Problems and tasks ->
1. In the PostgreSQL connections thread below, which two databases is the person asking the question choosing between?
2. Write the next part of the PostgreSQL connections thread below, picking up right after its final line.

I'm gonna go out on a limb and guess that if you want 10k concurrent
connections, you're likely gonna be spending some time here on the list
getting postgresql to perform in that environment.  I.e. little
inefficiencies in shared memory access and IPC are gonna cause this to
crawl even on a Sun E10k with 64 CPUs and 64 gigs of ram.

But I'm sure that with a few tweaks to the code here and there it's
doable, just don't expect it to work "out of the box".


Re: Urgent: 10K or more connections

From
Sean Chittenden
Date:
> I have received a question via the Advocacy site and I am not
> knowledgeable enough to answer. Can you help?
>
> The question is: can PostgreSQL handle between 10'000 and 40'000
> simultaneous connections? The persone asking the question has to
> choose between Oracle and PostgreSQL, and my guess is that they
> would be relieved if they could go with PostgreSQL.
>
> Do you have any additional advice I could transmit to this person
> about handling that many connections. I'm sure any help we can
> provide will be an additional selling point.

Actually, this begs the question: are there any "reverse DB" proxy
servers around that people have used?  Having a reverse libpq proxy
server would _rock_.  Some light weight multi-threaded proxy that
relays active connections to the backend and holds idle connections
more efficiently than PostgreSQL... well... it'd be a life saver in
sooooo many situations.  Granted it'd have its short comings
(connections would persist to the backend along transactions, once
committed, the front end would "detatch" from the backend that it was
using), but this is achitecturally similar to what MS and ORA do to
handle gazillions of connections to a database that in reality, can
only handle a few hundred (maybe a thousand or two) active
connections.

-sc

--
Sean Chittenden

Re: Urgent: 10K or more connections

From
"scott.marlowe"
Date:
On Fri, 18 Jul 2003, Sean Chittenden wrote:

> > I have received a question via the Advocacy site and I am not
> > knowledgeable enough to answer. Can you help?
> >
> > The question is: can PostgreSQL handle between 10'000 and 40'000
> > simultaneous connections? The persone asking the question has to
> > choose between Oracle and PostgreSQL, and my guess is that they
> > would be relieved if they could go with PostgreSQL.

Data provided ->
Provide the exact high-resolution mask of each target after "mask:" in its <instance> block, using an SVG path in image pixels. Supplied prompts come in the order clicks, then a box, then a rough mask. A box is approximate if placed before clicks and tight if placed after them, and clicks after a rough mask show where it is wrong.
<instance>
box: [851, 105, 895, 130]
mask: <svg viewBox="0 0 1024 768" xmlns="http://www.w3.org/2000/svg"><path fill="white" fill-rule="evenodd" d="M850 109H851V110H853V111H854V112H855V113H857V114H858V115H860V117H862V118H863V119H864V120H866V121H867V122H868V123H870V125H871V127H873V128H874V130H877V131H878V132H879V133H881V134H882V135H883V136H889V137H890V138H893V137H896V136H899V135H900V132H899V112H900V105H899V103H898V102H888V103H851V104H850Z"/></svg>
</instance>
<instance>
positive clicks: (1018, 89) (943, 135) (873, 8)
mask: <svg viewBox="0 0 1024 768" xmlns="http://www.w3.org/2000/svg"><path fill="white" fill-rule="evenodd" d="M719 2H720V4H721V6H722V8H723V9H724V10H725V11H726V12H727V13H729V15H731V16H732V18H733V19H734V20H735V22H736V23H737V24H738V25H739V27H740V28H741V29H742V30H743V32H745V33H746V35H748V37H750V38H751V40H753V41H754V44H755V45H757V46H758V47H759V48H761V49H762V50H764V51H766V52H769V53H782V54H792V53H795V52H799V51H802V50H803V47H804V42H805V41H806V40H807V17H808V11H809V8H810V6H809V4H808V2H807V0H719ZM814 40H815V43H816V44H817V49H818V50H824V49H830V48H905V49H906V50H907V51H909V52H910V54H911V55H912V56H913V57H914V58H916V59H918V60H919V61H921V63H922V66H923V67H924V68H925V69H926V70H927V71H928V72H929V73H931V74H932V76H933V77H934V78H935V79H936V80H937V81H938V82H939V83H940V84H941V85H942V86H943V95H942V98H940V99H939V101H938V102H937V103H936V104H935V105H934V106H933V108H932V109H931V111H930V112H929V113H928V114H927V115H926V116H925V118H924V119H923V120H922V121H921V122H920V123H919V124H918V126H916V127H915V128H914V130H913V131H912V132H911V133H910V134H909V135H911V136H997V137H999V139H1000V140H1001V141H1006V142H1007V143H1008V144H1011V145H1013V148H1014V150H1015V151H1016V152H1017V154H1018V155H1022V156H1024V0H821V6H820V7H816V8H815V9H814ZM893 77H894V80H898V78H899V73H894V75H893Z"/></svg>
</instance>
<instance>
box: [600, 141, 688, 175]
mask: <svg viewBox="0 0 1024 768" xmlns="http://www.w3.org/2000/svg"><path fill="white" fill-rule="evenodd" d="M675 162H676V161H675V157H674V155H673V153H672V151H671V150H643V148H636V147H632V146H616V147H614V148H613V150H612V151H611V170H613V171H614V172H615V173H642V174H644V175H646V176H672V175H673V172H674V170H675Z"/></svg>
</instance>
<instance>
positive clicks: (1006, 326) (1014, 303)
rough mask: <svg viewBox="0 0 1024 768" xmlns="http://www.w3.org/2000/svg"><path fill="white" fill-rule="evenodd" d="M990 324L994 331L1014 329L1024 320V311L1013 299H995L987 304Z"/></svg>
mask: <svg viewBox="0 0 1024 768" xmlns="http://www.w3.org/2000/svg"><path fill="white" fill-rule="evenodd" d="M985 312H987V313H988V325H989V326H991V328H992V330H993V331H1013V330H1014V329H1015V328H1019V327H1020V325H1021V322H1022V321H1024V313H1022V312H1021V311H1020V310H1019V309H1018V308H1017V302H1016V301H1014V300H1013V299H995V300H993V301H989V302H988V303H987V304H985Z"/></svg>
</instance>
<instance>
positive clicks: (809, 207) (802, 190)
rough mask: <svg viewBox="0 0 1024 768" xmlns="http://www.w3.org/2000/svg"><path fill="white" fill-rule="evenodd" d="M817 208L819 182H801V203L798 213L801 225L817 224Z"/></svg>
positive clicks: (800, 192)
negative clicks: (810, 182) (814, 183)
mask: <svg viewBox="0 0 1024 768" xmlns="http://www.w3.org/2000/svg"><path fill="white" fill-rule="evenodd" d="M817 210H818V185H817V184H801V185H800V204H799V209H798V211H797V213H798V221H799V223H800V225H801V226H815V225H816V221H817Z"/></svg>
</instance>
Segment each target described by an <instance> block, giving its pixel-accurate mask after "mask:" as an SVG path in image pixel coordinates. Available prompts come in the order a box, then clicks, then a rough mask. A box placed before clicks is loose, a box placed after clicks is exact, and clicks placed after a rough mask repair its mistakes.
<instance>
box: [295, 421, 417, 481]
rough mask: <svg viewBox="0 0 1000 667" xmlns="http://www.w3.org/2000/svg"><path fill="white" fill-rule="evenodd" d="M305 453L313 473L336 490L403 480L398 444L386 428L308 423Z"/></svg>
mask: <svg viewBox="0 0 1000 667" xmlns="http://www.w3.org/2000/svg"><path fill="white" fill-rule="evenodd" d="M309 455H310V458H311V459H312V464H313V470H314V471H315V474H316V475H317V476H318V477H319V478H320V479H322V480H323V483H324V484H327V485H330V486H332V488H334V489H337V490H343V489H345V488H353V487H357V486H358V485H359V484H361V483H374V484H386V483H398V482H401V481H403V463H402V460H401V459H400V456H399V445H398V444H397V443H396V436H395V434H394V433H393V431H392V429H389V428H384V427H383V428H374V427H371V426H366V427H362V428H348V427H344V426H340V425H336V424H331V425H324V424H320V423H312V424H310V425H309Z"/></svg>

Answers provided ->
1. Oracle and PostgreSQL.

2.
> >
> > Do you have any additional advice I could transmit to this person
> > about handling that many connections. I'm sure any help we can
> > provide will be an additional selling point.
>
> Actually, this begs the question: are there any "reverse DB" proxy
> servers around that people have used?  Having a reverse libpq proxy
> server would _rock_.  Some light weight multi-threaded proxy that
> relays active connections to the backend and holds idle connections
> more efficiently than PostgreSQL... well... it'd be a life saver in
> sooooo many situations.  Granted it'd have its short comings
> (connections would persist to the backend along transactions, once
> committed, the front end would "detatch" from the backend that it was
> using), but this is achitecturally similar to what MS and ORA do to
> handle gazillions of connections to a database that in reality, can
> only handle a few hundred (maybe a thousand or two) active
> connections.

I thin usogres does this.  not sure though, I haven't played with it, just
heard of it.


Re: Urgent: 10K or more connections

From
Sean Chittenden
Date:
> > > I have received a question via the Advocacy site and I am not
> > > knowledgeable enough to answer. Can you help?
> > >
> > > The question is: can PostgreSQL handle between 10'000 and 40'000
> > > simultaneous connections? The persone asking the question has to
> > > choose between Oracle and PostgreSQL, and my guess is that they
> > > would be relieved if they could go with PostgreSQL.
> > >
> > > Do you have any additional advice I could transmit to this person
> > > about handling that many connections. I'm sure any help we can
> > > provide will be an additional selling point.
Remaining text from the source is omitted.